--- What to do ---
Please print all of the material below, word for word.

____

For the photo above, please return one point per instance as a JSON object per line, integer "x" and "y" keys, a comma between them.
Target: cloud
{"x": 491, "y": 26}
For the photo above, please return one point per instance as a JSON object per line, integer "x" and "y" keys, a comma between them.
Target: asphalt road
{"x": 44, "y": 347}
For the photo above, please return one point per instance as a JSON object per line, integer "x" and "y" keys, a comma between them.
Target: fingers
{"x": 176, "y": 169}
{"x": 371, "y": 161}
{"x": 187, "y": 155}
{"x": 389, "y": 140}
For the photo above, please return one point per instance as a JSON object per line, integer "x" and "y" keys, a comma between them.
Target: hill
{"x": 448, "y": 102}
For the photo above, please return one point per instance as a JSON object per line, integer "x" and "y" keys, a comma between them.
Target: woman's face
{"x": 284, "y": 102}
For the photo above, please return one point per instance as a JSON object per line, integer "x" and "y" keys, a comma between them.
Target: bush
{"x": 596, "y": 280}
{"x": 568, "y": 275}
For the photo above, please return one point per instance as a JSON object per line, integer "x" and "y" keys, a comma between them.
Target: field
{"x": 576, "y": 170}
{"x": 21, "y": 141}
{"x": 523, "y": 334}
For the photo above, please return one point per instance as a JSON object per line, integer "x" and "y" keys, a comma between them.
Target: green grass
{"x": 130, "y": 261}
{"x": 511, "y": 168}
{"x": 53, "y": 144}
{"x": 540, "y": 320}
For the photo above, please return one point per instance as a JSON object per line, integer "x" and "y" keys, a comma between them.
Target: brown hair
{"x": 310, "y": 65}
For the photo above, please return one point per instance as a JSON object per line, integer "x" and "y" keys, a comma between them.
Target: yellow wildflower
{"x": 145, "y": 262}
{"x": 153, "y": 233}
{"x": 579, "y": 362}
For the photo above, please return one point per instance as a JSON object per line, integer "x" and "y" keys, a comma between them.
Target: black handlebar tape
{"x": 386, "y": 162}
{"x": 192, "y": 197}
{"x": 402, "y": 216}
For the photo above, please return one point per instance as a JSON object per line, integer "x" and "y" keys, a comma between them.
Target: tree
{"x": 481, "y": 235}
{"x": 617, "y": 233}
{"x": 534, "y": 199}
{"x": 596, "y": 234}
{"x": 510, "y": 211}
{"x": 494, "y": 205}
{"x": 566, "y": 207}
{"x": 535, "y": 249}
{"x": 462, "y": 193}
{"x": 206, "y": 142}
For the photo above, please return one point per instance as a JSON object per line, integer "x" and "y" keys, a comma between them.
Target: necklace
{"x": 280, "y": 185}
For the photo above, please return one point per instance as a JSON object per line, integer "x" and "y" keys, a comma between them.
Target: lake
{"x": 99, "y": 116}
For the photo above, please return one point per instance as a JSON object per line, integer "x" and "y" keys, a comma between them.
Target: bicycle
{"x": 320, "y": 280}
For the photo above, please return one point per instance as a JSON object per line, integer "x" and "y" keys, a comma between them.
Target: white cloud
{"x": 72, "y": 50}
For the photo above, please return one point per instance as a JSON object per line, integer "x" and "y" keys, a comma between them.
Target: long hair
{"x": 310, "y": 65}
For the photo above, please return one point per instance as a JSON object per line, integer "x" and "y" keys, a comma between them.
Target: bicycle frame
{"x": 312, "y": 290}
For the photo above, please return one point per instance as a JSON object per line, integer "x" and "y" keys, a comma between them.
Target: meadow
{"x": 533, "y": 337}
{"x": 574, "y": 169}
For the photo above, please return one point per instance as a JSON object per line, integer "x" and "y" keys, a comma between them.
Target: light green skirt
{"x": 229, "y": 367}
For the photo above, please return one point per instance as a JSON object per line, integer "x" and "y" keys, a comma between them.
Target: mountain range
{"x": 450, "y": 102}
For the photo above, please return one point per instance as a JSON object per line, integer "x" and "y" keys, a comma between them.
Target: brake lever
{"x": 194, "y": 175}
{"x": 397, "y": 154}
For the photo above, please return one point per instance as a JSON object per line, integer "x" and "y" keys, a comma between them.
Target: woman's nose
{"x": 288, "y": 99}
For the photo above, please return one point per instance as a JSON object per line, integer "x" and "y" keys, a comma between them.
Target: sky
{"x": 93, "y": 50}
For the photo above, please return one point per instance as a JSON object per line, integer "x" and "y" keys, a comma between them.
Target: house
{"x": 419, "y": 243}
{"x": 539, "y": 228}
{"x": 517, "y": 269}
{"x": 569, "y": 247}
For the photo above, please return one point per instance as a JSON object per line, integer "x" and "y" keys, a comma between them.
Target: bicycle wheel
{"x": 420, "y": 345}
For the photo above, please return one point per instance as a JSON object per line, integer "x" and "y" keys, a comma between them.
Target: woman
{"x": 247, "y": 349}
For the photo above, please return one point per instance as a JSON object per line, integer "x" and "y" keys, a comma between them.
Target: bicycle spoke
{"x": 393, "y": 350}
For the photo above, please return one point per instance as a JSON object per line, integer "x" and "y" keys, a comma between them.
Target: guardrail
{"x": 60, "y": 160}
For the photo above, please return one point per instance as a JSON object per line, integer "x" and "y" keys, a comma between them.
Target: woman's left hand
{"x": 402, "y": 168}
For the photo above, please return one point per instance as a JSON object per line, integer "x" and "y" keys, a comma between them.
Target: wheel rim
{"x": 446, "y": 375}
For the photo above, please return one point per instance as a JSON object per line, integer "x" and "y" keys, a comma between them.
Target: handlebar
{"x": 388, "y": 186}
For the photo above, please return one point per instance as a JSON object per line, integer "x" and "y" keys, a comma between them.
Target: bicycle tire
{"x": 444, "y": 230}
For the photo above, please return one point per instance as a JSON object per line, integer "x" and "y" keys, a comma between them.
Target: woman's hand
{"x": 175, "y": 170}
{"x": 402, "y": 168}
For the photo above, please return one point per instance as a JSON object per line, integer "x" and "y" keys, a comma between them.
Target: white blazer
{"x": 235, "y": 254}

____

--- Right answer ---
For the photo above, please return one point per instance as a JSON object per line, integer "x" and "y" keys, a comma between them.
Target: cloud
{"x": 491, "y": 26}
For the photo above, please return one point per instance as a JSON object per line, integer "x" and "y" keys, a comma between them.
Target: asphalt road
{"x": 44, "y": 347}
For the photo above, please return one point per instance as a JSON object per line, integer "x" and "y" keys, a comma between them.
Target: fingers
{"x": 176, "y": 169}
{"x": 371, "y": 161}
{"x": 187, "y": 155}
{"x": 389, "y": 140}
For the photo above, please return one point per instance as a JSON object per line, integer "x" and "y" keys, a comma between them.
Target: hill
{"x": 448, "y": 102}
For the photo above, please return one point per instance as a JSON object per line, integer "x" and "y" keys, a comma between them.
Target: woman's face
{"x": 284, "y": 102}
For the photo above, please return one point per instance as a JSON object per line, integer "x" and "y" keys, a comma between them.
Target: bush
{"x": 596, "y": 280}
{"x": 568, "y": 275}
For the photo above, please return one point per instance as a JSON object per line, integer "x" and "y" keys, a comma between them.
Target: field
{"x": 576, "y": 170}
{"x": 21, "y": 141}
{"x": 523, "y": 334}
For the photo above, please return one point per instance as a JSON object per line, integer "x" and "y" keys, a comma between them.
Target: green grass
{"x": 130, "y": 261}
{"x": 511, "y": 168}
{"x": 53, "y": 144}
{"x": 540, "y": 320}
For the photo above, please return one point per instance as a JSON object per line, integer "x" and "y" keys, a comma between them.
Target: brown hair
{"x": 310, "y": 65}
For the photo above, please return one point per instance as a JSON object per line, integer "x" and "y" keys, a comma between them.
Target: yellow wildflower
{"x": 145, "y": 262}
{"x": 153, "y": 233}
{"x": 579, "y": 362}
For the photo above, please return one point per instance as a JSON object per line, integer "x" and "y" keys, a comma between them.
Target: black handlebar tape
{"x": 386, "y": 162}
{"x": 192, "y": 197}
{"x": 402, "y": 216}
For the photo above, please return one point per instance as a JSON object per line, integer "x" and "y" keys, a comma between them.
Target: tree
{"x": 481, "y": 235}
{"x": 617, "y": 233}
{"x": 534, "y": 199}
{"x": 596, "y": 234}
{"x": 510, "y": 211}
{"x": 494, "y": 205}
{"x": 566, "y": 207}
{"x": 535, "y": 249}
{"x": 462, "y": 193}
{"x": 206, "y": 142}
For the photo above, please return one point per instance as a JSON object per line, integer "x" and "y" keys, a comma between them.
Target: necklace
{"x": 280, "y": 185}
For the photo above, please return one point per instance as a JSON object per line, integer "x" and "y" keys, a comma between them.
Target: lake
{"x": 99, "y": 116}
For the photo above, please return one point per instance as a JSON object per line, integer "x" and "y" keys, a comma between them.
Target: bicycle
{"x": 320, "y": 280}
For the photo above, please return one point per instance as a JSON object per line, integer "x" and "y" keys, a comma between them.
Target: white cloud
{"x": 72, "y": 50}
For the photo above, please return one point per instance as a JSON object per line, integer "x" and "y" keys, a comma between them.
Target: long hair
{"x": 310, "y": 65}
For the photo above, please return one point per instance as a JSON object per line, integer "x" and "y" keys, a comma between them.
Target: bicycle frame
{"x": 312, "y": 290}
For the photo above, please return one point per instance as a JSON object per line, integer "x" and "y" keys, a comma between them.
Target: meadow
{"x": 533, "y": 337}
{"x": 574, "y": 169}
For the photo above, please return one point per instance as a JSON object per line, integer "x" and "y" keys, a comma between them.
Target: light green skirt
{"x": 229, "y": 367}
For the photo above, please return one point per instance as a JSON object per line, integer "x" and "y" keys, a comma between them.
Target: mountain range
{"x": 450, "y": 102}
For the photo above, please return one point per instance as a JSON object per line, integer "x" and "y" keys, a comma between them.
Target: brake lever
{"x": 194, "y": 175}
{"x": 397, "y": 154}
For the photo above, please return one point per instance as a JSON object per line, integer "x" and "y" keys, a comma between them.
Target: woman's nose
{"x": 288, "y": 99}
For the photo above, please return one point per instance as a JSON object per line, integer "x" and "y" keys, a comma between them.
Target: sky
{"x": 93, "y": 50}
For the photo above, please return one point per instance as a JSON object per line, integer "x" and "y" keys, a comma between them.
Target: house
{"x": 419, "y": 243}
{"x": 539, "y": 228}
{"x": 517, "y": 269}
{"x": 569, "y": 247}
For the photo above, please return one point per instance as a JSON object per line, integer "x" and "y" keys, a comma between them.
Target: bicycle wheel
{"x": 420, "y": 345}
For the photo above, please return one point per instance as a JSON object per line, integer "x" and "y" keys, a comma between them.
Target: woman
{"x": 247, "y": 349}
For the photo above, please return one point per instance as a JSON object per line, integer "x" and "y" keys, a comma between them.
Target: bicycle spoke
{"x": 393, "y": 350}
For the photo above, please return one point per instance as a JSON object per line, integer "x" and "y" keys, a comma between them.
Target: guardrail
{"x": 60, "y": 160}
For the photo above, please return one point per instance as a JSON object per line, integer "x" and "y" keys, a comma between them.
Target: woman's left hand
{"x": 402, "y": 168}
For the photo above, please return one point per instance as a JSON object per line, integer "x" and "y" keys, a comma between them.
Target: wheel rim
{"x": 446, "y": 375}
For the photo above, please return one point per instance as a JSON object per line, integer "x" and "y" keys, a comma between them.
Target: handlebar
{"x": 388, "y": 186}
For the photo above, please return one point per instance as a JSON object per line, integer "x" and "y" keys, a comma between them.
Target: bicycle tire
{"x": 444, "y": 230}
For the photo above, please return one point per instance as a JSON object per line, integer "x" and "y" keys, a comma between them.
Target: woman's hand
{"x": 175, "y": 170}
{"x": 402, "y": 168}
For the photo above, please return one point per instance as a JSON object per line, integer "x" and "y" keys, a comma between them.
Target: white blazer
{"x": 235, "y": 254}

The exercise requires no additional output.